● Direction
Reproduce all the entries exactly.

[Excerpts of pointing data]
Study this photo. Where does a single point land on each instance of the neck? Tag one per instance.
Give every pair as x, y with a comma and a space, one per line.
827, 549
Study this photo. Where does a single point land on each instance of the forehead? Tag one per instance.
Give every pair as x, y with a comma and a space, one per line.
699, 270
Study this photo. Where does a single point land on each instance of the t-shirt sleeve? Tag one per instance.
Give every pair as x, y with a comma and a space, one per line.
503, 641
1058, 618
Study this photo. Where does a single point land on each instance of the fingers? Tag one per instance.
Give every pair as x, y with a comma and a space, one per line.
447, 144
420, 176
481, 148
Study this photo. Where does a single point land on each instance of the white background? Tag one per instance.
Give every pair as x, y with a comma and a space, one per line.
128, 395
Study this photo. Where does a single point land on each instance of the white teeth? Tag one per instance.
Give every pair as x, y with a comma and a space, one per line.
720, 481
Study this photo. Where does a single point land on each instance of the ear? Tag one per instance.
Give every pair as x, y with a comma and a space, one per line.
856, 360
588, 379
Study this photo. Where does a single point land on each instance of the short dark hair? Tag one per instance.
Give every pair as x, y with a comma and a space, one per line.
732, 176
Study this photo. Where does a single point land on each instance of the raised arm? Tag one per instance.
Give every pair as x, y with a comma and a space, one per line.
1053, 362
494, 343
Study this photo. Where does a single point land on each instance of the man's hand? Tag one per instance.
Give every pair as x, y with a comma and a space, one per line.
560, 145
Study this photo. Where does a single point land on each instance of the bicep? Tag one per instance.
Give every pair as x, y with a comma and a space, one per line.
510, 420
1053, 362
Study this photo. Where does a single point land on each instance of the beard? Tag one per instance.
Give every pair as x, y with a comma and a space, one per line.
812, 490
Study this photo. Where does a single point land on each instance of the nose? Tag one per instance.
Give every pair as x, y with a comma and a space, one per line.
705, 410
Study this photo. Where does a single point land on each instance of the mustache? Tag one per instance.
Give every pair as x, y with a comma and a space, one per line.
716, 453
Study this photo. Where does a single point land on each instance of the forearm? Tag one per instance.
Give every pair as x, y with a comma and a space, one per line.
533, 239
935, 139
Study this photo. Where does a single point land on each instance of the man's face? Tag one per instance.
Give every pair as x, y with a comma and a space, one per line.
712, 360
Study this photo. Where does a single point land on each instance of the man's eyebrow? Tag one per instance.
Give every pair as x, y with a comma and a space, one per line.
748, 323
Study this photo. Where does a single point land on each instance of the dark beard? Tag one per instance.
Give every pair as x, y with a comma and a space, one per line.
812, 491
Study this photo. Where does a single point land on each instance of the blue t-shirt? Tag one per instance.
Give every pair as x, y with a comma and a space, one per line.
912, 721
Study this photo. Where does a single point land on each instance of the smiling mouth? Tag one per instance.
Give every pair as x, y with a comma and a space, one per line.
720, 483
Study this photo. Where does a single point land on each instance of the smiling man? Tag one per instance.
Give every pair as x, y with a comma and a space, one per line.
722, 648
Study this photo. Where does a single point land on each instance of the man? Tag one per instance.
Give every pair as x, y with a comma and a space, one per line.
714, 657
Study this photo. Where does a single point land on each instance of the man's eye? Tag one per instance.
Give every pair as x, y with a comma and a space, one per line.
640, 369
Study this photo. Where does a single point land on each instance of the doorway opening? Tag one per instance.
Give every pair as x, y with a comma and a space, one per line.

● Reply
Study this photo. Where does a single point land on each instance of the neck? Tag one per instance.
Give every pair as x, y with a comma and a space, one per line.
827, 549
Study this photo. Where does a single point land on each instance of the forehead? Tag one per instance.
Give every pair as x, y with a comma and a space, one per line.
699, 270
Study this photo. Where does a single point land on each instance of the t-shirt sleeve? Tag one per instance.
Give every pair as x, y with a comma and a space, one per line.
503, 641
1058, 618
Study this photo. Where does a single point land on each instance of the fingers? Tag one per instance.
Give every pair as x, y with a comma and a space, one per line.
447, 144
420, 176
481, 148
Study this photo. Where does a single point land on each instance of the white background? Tag one per instance.
Give every pair as x, y with a comma and a space, one per line.
128, 395
Study this photo. Where does a single point land on each instance of the white teeth? Tag one per instance.
Give every pair as x, y with a comma and a space, one per line.
720, 481
Study this photo. Where does a single point land on each instance of the ear? Tag one per instance.
Give every pair as x, y with a comma and a space, one per line.
856, 360
588, 379
Study this photo. Where does a single point land on each instance of the short dark hair? Tag one per instance.
Give every pair as x, y with a comma and a space, one per line.
732, 176
Study this photo. Where does a single point land on each instance of the raised arm? Tag one per instance.
Give every pair as x, y with a comma and a space, one per line.
1053, 362
494, 343
Study this photo. Where does a single point land on each instance of the man's hand? Tag one per instance.
Give every pair as x, y with a comma and a space, one per line.
560, 145
Study this photo. Where does a single point land on each instance of the bicep? Tag one per instance.
Give every pair as x, y with a comma and a space, one per line.
510, 420
1053, 362
Study this photo. Where does a single point land on each instance of the beard? Tag one per instance.
Give every pair as x, y with a comma and a space, one per line.
812, 490
Study this photo. Where does a single point land on each instance of the nose? Tag one per instance.
Give every pair as x, y with a comma and a space, one per line.
705, 410
Study this photo. Where does a single point land on each instance of the mustache? Tag one per instance.
Give every pair as x, y with a comma and a space, one per line.
716, 453
Study this photo. Where does a single point land on each instance of the forearm? Tag one per instance.
Give every pair as x, y with a comma and a space, one per line.
533, 239
935, 139
Study this photo. Where does a single point land on each instance of the man's face? Tag one per instance.
Give every pair as x, y with a comma and a space, one per line.
712, 360
Study this photo. Where does a single point land on each instance of the man's eyebrow? Tag one per instance.
Give every pair as x, y with a comma and a space, one per line.
748, 323
Study this photo. Where does a single point land on each instance of the dark beard? Tag one per instance.
Give every pair as x, y with a comma and a space, one per line.
812, 491
Study this photo. Where does a single point land on each instance of the blue t-shirt? Tag one per instance.
Give every pair as x, y with a comma and a space, one per line.
912, 721
Study this photo. Where does a single point land on each instance of the smiling mouth? Tag one per instance.
Give every pair as x, y with a comma and a space, one per line.
720, 483
Study this photo. Where does a single point land on each instance of the smiling man? Tag one per instance.
Give every pair as x, y with a comma and a space, one per line.
722, 648
Study this photo. Where does a single point land on each instance of the man? Tag one per instance.
Give every pair as x, y with a comma and a space, one per line.
714, 657
Study this photo. Where does a single point land on each instance of the man's eye? Tag one per instance.
Give every pair as x, y with a comma and a space, one per line.
640, 369
Study this photo. Where does a single point land on each instance of the doorway opening? Tag one per instance.
Give every pair as x, y with a comma and a space, one per line.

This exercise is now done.